> _Source extract_
Concrete Examples of Risk

Legal and compliance risk.
A pharmaceutical company submits an AI translation of a medical leaflet for “proofreading.” The linguist detects that the dosage has been reversed (“three times a day” translated as “once every three days”). Without access to the source text and the full regulatory context, this type of critical error can easily go unnoticed during a superficial proofreading step.

Brand image risk.
An industrial machinery manufacturer translates its technical catalog using ChatGPT. The AI invents specifications that do not exist in the original text in order to “complete” sentences it deems incomplete. Without systematic source–target comparison, these fictional additions go into production and seriously damage the company’s technical credibility.

Risk of careless copy-and-paste.
A financial group assembles an annual report by copying segments from previous translations taken from different documents. Temporal references (“this year,” “last quarter”) are not updated, creating factual inconsistencies. Legal wording evolves from one fiscal year to the next, but copy-and-paste preserves outdated clauses.

Cultural and marketing risk.
A luxury brand translates its website content into Mandarin using DeepL. The AI produces grammatically correct Chinese but uses inappropriate language registers and awkward cultural connotations. A simple proofreading by a Chinese linguist cannot fully restructure the message to make it culturally resonant, because this type of adaptation (transcreation) must start from the original brief and source text.

The Real Cost of a “False Economy”

Requesting proofreading of an AI translation places your language service provider in a professional dilemma. Either they perform a superficial proofreading while stating that quality cannot be guaranteed without access to the source, or they effectively carry out a full revision by comparing the text with the original—requiring almost as much time as an initial professional translation.

In the first case, you pay for a service that does not truly secure your content. In the second, you pay nearly the same rate as for a full translation, but without benefiting from translation memory updates or terminological consistency with previous projects.

Even more critically, undetected errors can generate far higher costs. A mistake in a commercial contract, regulatory non-compliance, or inappropriate marketing communication can cost infinitely more than the original professional translation.

The Right Approach: Controlled Integration of AI

Artificial intelligence is not the enemy of professional translation—it is its future tool. However, its use must be part of a structured quality process.

Transparency and collaboration.
Inform your translation agency from the outset if you wish to integrate AI into your workflow. Professionals can then set up an appropriate post-editing process, with access to the source text, application of your translation memories and glossaries, and full quality validation.

Investment in your linguistic assets.
Continue to enrich your translation memories and terminology databases with every project. These resources become increasingly valuable, as they personalize and refine the quality of all future translations, whether human or AI-assisted.

Respect for certified processes.
ISO 17100 and ISO 18587 (post-editing) standards define proven quality benchmarks. Your provider applies them to protect your interests. Bypassing these processes by submitting external AI translations compromises that quality guarantee.

Conclusion

Translation is not a simple word-for-word linguistic conversion, but a complex process involving contextual understanding, cultural adaptation, terminological consistency, and regulatory compliance. Asking your provider to “just proofread” an AI translation produced outside their professional environment is like asking an airline pilot to “just check” an aircraft they did not prepare themselves before takeoff.

If you want to optimize translation costs by integrating AI, the solution is not to bypass your provider, but to work with them to implement a professional post-editing process that combines technological efficiency with human quality assurance.

> _Dataset records_
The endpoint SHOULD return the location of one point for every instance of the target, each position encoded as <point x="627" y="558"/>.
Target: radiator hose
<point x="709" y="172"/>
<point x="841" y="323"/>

--

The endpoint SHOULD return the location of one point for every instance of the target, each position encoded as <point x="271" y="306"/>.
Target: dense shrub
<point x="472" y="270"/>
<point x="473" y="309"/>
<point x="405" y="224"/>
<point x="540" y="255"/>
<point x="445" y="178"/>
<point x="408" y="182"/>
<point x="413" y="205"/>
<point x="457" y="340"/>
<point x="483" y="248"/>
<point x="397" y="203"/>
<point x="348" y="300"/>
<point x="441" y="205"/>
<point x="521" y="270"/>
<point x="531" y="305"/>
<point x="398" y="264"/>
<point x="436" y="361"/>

> _What to produce_
Edit the text on AI translation risk, starting at the words "Even more critically, undetected" and ending after "original professional translation.", and put "supplier agreement" in place of "commercial contract".

> _Answer to this problem_
Even more critically, undetected errors can generate far higher costs. A mistake in a supplier agreement, regulatory non-compliance, or inappropriate marketing communication can cost infinitely more than the original professional translation.